__EXERCISES TO COMPLETE__
(A) In the passage about Ubud, in which month is the Ubud Writers & Readers Festival held each year?
(B) From the passage about Ubud, copy the words starting with "Balinese Hinduism is" and going on through "spots around town.".

__READING PASSAGE__
◇ ◇ ◇ ◇ ◇

Ubud, itself, is very far from undiscovered. Even when Elizabeth Gilbert visited it in 2004, equipped with publisher’s advance, as part of the year abroad that became the bestseller Eat, Pray, Love, the town was hardly off-the-radar.

Preparing for Royal Cremation
Preparing for Royal Cremation

Festivals

Thanks not least to the Bali Spirit Festival each March and the Ubud Writers & Readers Festival each October, Ubud is Bali’s artistic and cultural capital, for locals, travellers and expats alike. And, once you see past the tour buses and hippie pants, Ubud remains an outstanding introduction to the island.

Religion

Balinese Hinduism is a unique synthesis of indigenous animist beliefs and more mainstream Hindu deities and practices that arrived by way of Java almost a thousand years ago. Its complex, time-consuming rituals, from offerings to angels and demons to cremations, from the seven-monthly “birthday” ceremony every single temple hosts to Nyepi, the island-wide day of silence that marks Balinese New Year, are played out live in the temples and streets of Ubud and its surrounding villages.

Village Temple
Village Temple

Art

Art – both traditional Balinese and that created by visitors to the island – is on display at spots from ARMA to the Don Antonio Blanco Museum to Puri Lukisan and a myriad smaller places. Want to learn painting? Silver-smithing? Wood-carving? Just head to the library, Pondok Pekak, or any number of spots around town.

◇ ◇ ◇ ◇ ◇

__GIVEN INFORMATION__
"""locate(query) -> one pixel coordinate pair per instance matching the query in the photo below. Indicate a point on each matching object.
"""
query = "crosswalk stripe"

◇ ◇ ◇ ◇ ◇

__PER-TASK ANSWERS__
(A) October

(B)
Balinese Hinduism is a unique synthesis of indigenous animist beliefs and more mainstream Hindu deities and practices that arrived by way of Java almost a thousand years ago. Its complex, time-consuming rituals, from offerings to angels and demons to cremations, from the seven-monthly “birthday” ceremony every single temple hosts to Nyepi, the island-wide day of silence that marks Balinese New Year, are played out live in the temples and streets of Ubud and its surrounding villages.

Village Temple
Village Temple

Art

Art – both traditional Balinese and that created by visitors to the island – is on display at spots from ARMA to the Don Antonio Blanco Museum to Puri Lukisan and a myriad smaller places. Want to learn painting? Silver-smithing? Wood-carving? Just head to the library, Pondok Pekak, or any number of spots around town.